__What needs to be done__
Report each line of the entries below that includes "cloud".

Extracted information START

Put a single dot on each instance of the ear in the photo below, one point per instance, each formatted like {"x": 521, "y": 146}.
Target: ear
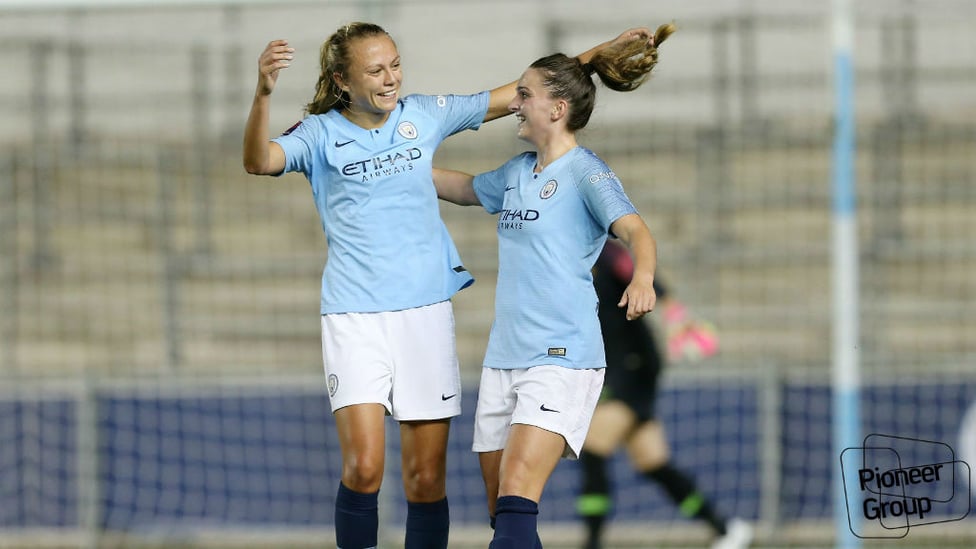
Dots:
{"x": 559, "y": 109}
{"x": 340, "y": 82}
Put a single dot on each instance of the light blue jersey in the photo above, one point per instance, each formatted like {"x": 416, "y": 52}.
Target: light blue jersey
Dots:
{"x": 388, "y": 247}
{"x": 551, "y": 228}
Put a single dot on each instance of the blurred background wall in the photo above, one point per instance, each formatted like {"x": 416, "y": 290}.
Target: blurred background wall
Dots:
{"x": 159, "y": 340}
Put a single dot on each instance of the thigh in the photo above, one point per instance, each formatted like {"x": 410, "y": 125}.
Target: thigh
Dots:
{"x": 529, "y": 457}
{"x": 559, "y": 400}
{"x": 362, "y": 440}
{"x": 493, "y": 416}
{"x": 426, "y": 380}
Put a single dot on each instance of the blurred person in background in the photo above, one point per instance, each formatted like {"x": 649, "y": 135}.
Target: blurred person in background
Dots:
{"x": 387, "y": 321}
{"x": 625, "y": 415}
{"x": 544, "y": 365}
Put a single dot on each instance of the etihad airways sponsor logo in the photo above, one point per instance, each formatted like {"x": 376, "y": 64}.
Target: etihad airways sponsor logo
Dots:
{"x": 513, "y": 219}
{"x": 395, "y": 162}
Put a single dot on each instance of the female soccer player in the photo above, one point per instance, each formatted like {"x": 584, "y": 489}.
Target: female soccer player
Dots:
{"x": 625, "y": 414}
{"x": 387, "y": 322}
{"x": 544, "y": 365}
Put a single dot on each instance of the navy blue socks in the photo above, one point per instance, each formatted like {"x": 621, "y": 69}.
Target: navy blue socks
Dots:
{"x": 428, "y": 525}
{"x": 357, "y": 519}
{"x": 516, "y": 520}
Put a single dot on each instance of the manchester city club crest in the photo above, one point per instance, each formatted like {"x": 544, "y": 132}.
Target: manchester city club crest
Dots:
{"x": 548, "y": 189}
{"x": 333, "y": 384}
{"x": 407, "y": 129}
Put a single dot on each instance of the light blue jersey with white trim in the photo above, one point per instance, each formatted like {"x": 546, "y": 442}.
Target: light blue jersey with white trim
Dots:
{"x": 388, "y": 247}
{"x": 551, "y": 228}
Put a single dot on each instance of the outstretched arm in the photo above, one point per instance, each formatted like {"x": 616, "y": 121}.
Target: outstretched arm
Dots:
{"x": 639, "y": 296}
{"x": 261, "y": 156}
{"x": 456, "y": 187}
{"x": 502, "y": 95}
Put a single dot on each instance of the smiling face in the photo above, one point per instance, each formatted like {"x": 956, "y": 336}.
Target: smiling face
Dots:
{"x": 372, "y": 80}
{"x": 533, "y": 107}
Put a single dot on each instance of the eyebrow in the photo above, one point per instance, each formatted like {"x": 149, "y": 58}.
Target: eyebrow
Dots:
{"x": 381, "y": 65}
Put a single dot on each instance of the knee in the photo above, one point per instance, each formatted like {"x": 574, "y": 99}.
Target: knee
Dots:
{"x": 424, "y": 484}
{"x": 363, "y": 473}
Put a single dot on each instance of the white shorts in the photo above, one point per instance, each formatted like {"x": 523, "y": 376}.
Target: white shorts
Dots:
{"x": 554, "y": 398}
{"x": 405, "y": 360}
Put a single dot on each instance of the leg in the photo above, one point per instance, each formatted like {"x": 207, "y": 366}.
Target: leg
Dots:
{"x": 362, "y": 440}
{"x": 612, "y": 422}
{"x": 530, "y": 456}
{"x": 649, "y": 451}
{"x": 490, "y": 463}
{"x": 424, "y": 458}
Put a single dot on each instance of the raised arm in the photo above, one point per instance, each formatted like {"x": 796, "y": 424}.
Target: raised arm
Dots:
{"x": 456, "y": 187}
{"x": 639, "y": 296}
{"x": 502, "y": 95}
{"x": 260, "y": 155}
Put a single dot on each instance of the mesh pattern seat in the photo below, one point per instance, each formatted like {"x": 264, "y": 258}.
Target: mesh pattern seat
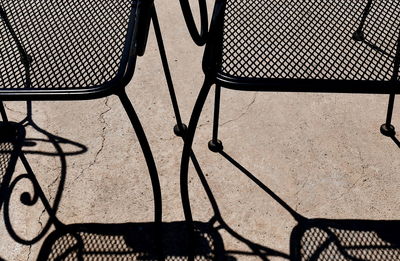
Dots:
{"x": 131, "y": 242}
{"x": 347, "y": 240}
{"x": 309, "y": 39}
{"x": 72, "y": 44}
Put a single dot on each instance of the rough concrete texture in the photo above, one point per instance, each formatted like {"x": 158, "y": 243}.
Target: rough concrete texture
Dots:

Extracted information END
Extracted information START

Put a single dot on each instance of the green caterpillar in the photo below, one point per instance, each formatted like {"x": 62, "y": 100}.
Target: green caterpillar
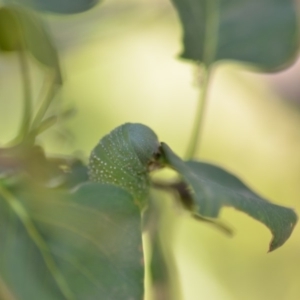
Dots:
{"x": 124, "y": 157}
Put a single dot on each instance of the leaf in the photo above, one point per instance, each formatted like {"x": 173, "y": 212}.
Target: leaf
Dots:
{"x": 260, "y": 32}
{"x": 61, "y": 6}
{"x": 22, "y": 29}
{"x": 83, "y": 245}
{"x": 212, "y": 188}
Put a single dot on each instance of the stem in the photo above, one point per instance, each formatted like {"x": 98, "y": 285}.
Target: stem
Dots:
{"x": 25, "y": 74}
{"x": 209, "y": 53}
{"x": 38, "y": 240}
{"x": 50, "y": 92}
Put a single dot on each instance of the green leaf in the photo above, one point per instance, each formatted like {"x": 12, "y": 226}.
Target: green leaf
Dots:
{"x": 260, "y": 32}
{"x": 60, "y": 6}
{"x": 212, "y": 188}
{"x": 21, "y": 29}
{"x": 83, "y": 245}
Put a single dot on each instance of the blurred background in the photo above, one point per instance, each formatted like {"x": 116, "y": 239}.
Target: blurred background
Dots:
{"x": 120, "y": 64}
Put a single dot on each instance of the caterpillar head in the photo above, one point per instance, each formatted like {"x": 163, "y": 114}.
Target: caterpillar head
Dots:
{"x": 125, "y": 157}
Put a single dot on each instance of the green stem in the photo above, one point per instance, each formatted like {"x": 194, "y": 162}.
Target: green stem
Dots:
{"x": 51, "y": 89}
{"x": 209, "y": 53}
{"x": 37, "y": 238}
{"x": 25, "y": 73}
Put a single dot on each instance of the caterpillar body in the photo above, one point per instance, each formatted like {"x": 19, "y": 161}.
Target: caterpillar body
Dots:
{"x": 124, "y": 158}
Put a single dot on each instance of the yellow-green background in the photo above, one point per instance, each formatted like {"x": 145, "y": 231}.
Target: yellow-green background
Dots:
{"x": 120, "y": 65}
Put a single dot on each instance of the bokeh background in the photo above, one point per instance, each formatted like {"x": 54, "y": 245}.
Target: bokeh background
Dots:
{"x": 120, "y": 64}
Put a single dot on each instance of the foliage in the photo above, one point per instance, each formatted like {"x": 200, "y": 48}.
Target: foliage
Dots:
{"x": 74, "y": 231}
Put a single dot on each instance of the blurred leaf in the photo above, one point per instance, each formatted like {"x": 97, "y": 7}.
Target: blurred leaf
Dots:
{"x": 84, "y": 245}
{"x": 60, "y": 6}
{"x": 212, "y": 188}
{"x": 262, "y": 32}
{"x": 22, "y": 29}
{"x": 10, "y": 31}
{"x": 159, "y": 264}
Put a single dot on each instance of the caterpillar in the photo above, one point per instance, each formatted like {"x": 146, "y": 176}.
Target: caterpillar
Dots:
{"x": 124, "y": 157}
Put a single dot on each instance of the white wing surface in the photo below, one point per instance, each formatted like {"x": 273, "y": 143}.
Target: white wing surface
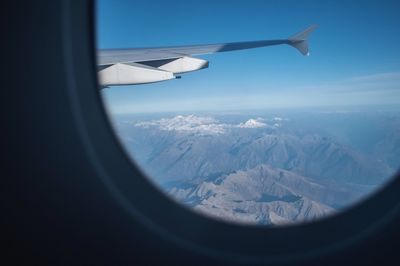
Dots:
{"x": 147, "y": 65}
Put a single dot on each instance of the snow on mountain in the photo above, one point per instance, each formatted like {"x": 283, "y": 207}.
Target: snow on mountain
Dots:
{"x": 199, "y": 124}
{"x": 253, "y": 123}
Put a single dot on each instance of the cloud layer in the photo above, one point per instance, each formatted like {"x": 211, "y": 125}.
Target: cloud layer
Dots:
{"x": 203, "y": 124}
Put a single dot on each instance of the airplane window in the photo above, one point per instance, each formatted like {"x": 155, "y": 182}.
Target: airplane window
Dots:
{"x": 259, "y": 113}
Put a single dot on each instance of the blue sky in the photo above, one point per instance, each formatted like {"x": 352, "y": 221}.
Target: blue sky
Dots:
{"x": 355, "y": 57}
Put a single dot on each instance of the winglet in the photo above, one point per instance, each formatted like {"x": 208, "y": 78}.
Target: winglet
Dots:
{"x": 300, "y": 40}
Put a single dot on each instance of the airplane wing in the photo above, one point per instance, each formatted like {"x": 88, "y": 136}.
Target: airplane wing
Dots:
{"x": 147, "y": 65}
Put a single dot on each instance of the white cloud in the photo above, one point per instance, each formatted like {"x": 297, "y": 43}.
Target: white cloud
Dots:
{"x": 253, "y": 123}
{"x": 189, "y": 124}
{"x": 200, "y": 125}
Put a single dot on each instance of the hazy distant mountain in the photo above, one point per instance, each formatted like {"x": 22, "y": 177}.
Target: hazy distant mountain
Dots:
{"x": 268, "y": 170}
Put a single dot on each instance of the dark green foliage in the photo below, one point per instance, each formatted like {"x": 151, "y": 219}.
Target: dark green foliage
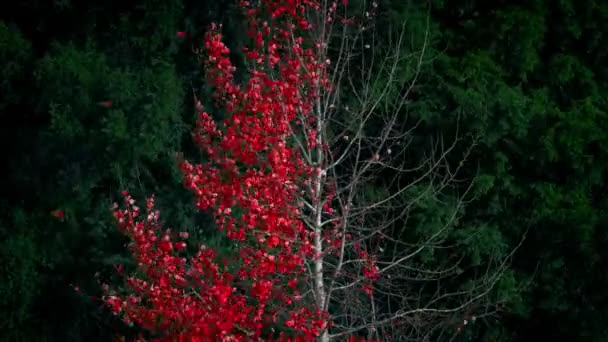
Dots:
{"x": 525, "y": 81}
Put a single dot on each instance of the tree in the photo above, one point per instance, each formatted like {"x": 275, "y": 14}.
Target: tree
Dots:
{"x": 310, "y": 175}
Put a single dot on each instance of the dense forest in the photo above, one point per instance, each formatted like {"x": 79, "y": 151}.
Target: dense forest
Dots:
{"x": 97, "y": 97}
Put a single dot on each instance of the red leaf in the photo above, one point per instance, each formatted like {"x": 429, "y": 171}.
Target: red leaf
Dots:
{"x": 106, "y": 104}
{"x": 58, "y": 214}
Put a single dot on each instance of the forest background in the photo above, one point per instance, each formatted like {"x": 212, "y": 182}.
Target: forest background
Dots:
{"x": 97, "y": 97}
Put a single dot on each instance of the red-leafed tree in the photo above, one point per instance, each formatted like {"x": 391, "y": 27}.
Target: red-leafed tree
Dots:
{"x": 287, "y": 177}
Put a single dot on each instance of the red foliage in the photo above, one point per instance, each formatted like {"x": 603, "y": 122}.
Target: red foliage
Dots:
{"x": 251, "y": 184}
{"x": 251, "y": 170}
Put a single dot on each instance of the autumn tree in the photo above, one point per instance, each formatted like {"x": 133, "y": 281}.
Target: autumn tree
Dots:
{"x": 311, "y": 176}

Extracted information END

__Output below__
Put a single dot on each instance of the cloud layer in the photo above, one point per instance, each formatted like {"x": 211, "y": 125}.
Target: cloud layer
Put a single dot on each instance of the white cloud in the photo above, one point per instance, each formatted like {"x": 297, "y": 43}.
Target: white cloud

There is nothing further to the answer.